Reportage international

Le Kurdistan irakien, refuge pour les militants contraints à l'exil

Publié le :

Cela fait un an que les Irakiens sont descendus dans les rues pour demander un nouveau système politique. On s’en souvient : pendant des mois, des dizaines de milliers d’habitants avaient battu le pavé, jusqu’à obtenir la démission du Premier ministre, au prix de centaines de morts et de milliers de blessés. Aujourd’hui, les manifestations sont rares, mais le mouvement tente de s’organiser politiquement et prépare un nouveau départ le 1er octobre. Problème : depuis des semaines, les principaux activistes sont visés, assassinés, kidnappés. Beaucoup ont dû fuir pour le Kurdistan irakien.

Une rue de Souleymanieh, au Kurdistan irakien (image d'illustration).
Une rue de Souleymanieh, au Kurdistan irakien (image d'illustration). Shwan MOHAMMED / AFP
Publicité

Redha Ali Al-Aqili, assis sur un banc d'un parc vide, fait défiler des vidéos sur son téléphone portable. Sur plusieurs d'entre elles, on le voit dominer une marée humaine, debout sur une voiture, micro en main. Il hurle des slogans que la foule devant lui reprend en cœur.

• • • • •

Recopiez à l'identique le passage du texte choisi, en commençant par « Redha Ali Al-Aqili, assis » et en allant jusqu'à « reprend en cœur. ». Servez-vous du texte choisi et de rien d'autre.

- [DONNÉES FOURNIES]:
• • • • •

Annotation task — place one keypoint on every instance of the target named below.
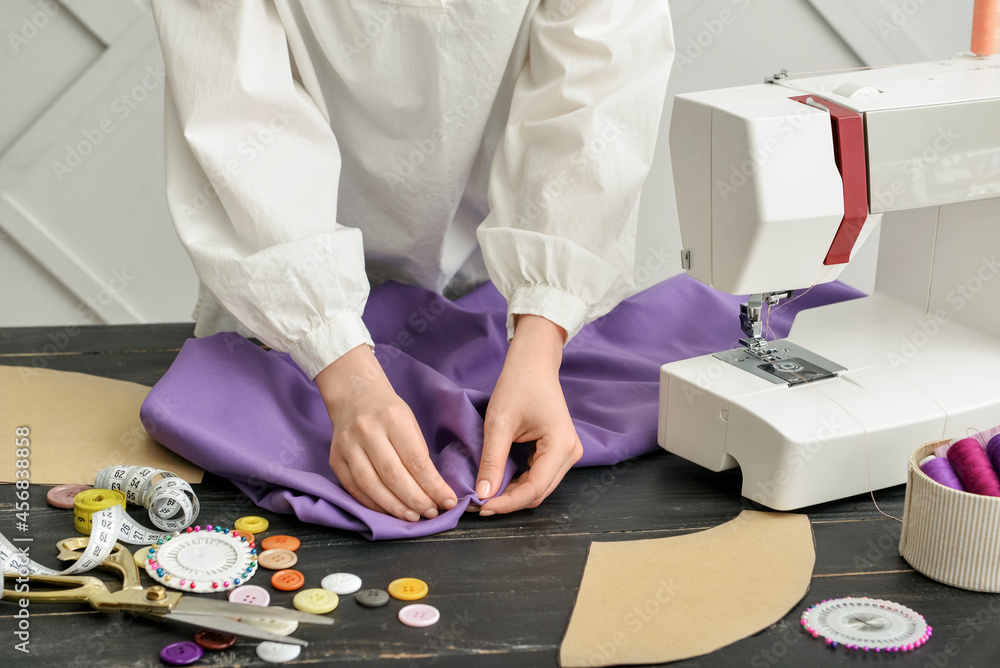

• • • • •

- [CORRIGÉ]:
Redha Ali Al-Aqili, assis sur un banc d'un parc vide, fait défiler des vidéos sur son téléphone portable. Sur plusieurs d'entre elles, on le voit dominer une marée humaine, debout sur une voiture, micro en main. Il hurle des slogans que la foule devant lui reprend en cœur.